-- Begin Material provided --
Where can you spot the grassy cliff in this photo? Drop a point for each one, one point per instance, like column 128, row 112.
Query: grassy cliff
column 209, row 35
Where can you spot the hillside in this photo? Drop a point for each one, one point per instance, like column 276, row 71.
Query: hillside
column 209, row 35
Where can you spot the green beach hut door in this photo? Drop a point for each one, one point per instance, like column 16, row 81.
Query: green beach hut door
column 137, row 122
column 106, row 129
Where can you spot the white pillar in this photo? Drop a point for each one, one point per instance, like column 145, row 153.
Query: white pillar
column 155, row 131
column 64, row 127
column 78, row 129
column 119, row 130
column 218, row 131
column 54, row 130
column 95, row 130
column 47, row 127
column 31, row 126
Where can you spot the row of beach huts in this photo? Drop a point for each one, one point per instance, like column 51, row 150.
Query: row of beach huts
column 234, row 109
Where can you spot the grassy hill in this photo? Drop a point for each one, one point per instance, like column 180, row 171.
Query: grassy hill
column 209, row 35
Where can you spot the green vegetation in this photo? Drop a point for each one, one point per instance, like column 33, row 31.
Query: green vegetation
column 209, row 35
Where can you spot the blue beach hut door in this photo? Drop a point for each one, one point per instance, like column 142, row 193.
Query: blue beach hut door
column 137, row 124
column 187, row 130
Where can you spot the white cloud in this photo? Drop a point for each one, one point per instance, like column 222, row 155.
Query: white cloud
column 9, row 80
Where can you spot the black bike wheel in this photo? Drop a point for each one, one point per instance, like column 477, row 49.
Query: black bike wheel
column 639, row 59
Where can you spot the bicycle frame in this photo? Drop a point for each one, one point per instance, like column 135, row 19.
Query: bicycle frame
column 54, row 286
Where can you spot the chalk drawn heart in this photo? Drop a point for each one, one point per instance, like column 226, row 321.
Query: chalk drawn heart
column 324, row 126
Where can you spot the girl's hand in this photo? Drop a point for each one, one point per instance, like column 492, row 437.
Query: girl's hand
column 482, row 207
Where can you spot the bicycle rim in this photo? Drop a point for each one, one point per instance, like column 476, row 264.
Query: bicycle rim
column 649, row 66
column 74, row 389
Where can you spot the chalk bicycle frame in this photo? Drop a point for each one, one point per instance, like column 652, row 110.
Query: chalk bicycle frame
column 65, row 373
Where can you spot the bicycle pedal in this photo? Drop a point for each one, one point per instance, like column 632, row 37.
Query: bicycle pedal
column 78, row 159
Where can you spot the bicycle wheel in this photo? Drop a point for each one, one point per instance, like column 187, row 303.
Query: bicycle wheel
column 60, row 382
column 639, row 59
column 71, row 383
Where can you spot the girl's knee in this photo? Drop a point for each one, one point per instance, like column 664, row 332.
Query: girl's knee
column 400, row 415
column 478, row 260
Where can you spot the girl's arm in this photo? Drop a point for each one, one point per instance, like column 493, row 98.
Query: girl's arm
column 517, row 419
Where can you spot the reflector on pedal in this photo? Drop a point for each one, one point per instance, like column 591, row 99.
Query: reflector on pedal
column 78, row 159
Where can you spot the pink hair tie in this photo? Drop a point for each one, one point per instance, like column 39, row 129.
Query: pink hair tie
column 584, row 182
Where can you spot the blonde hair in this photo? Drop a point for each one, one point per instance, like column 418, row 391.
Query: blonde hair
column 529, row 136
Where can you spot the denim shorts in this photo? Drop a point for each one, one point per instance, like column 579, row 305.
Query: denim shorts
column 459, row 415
-- End Material provided --
→ **Exercise requirements**
Set out all of the records above as a numbered list, leaving out any blank lines.

→ **Worked solution**
1. Where can you spot the grassy cliff in this photo? Drop a point for each one, one point per instance, like column 128, row 112.
2. Query: grassy cliff
3. column 209, row 35
4. Where can you spot the hillside in this photo? Drop a point for each one, one point per instance, like column 276, row 71.
5. Query: hillside
6. column 209, row 35
7. Where can you spot the green beach hut door in this photo? Drop a point for each one, one point per instance, like column 16, row 81.
8. Query: green beach hut door
9. column 137, row 122
10. column 106, row 129
11. Where can you spot the white pillar in this photo? Drop a point for each one, one point per instance, like column 145, row 153.
12. Query: white pillar
13. column 155, row 131
14. column 64, row 127
15. column 78, row 129
16. column 119, row 130
17. column 218, row 131
18. column 54, row 130
19. column 95, row 130
20. column 47, row 127
21. column 31, row 126
22. Where can you spot the row of beach huts in this photo? Drop a point for each one, one point per instance, like column 51, row 150.
23. Query: row of beach huts
24. column 234, row 109
25. Where can you spot the grassy hill in this photo? Drop a point for each one, one point per instance, like column 180, row 171.
26. Query: grassy hill
27. column 209, row 35
28. Where can you spot the green vegetation in this photo? Drop a point for each one, one point per instance, like column 33, row 31.
29. Query: green vegetation
30. column 209, row 35
31. Where can you spot the blue beach hut door in this photo? Drop a point for each one, one point per instance, like column 142, row 193.
32. Query: blue beach hut door
33. column 137, row 124
34. column 187, row 130
35. Where can you spot the white cloud in this photo? Drop a point for each one, one point per instance, like column 222, row 155.
36. Query: white cloud
37. column 9, row 80
38. Where can you spot the black bike wheel in this photo? Drop a point for each one, one point per instance, like column 477, row 49.
39. Query: black bike wheel
40. column 639, row 59
41. Where can you spot the bicycle frame in this photo? Drop a point for each one, one point per instance, like column 135, row 19.
42. Query: bicycle frame
43. column 54, row 286
44. Where can you spot the chalk drawn heart in this photo? Drop a point for each one, one point per instance, like column 226, row 321.
45. Query: chalk drawn heart
46. column 324, row 126
47. Where can you spot the girl's hand in this photo? Drop a point for each one, one point per instance, like column 492, row 437.
48. Query: girl's hand
49. column 482, row 207
50. Where can you spot the bicycle rim in this photo? Drop a point for each one, one point per instance, like column 476, row 264.
51. Query: bicycle rim
52. column 649, row 66
53. column 74, row 389
54. Where can you spot the chalk bicycle frame in this photo? Drop a point for each one, one point per instance, like column 652, row 110.
55. Query: chalk bicycle frame
56. column 65, row 373
57. Where can you spot the bicycle pedal in this photo? Drop a point for each one, one point per instance, like column 632, row 37.
58. Query: bicycle pedal
59. column 78, row 159
60. Where can you spot the bicycle wheel in this photo? Drop a point for each one, one point per instance, like column 187, row 303.
61. Query: bicycle wheel
62. column 60, row 382
63. column 639, row 59
64. column 71, row 383
65. Where can you spot the girl's knee in this photo? Drop a point for each one, one point per instance, like column 664, row 332.
66. Query: girl's knee
67. column 400, row 415
68. column 478, row 260
69. Where can you spot the girl's arm in this photo? Drop a point for each one, one point per instance, like column 493, row 98.
70. Query: girl's arm
71. column 517, row 419
72. Where can you spot the reflector on pedal in this photo? Drop a point for each one, one point per instance, like column 591, row 99.
73. Query: reflector on pedal
74. column 78, row 159
75. Where can you spot the pink hair tie in this photo? Drop a point for each one, one point per instance, like column 39, row 129.
76. Query: pink hair tie
77. column 584, row 182
78. Where can you spot the blonde hair in this photo? Drop a point for each one, one point per instance, like column 418, row 391.
79. Query: blonde hair
80. column 529, row 136
81. Where can you spot the denim shorts in this photo? Drop a point for each one, one point per instance, like column 579, row 305.
82. Query: denim shorts
83. column 459, row 415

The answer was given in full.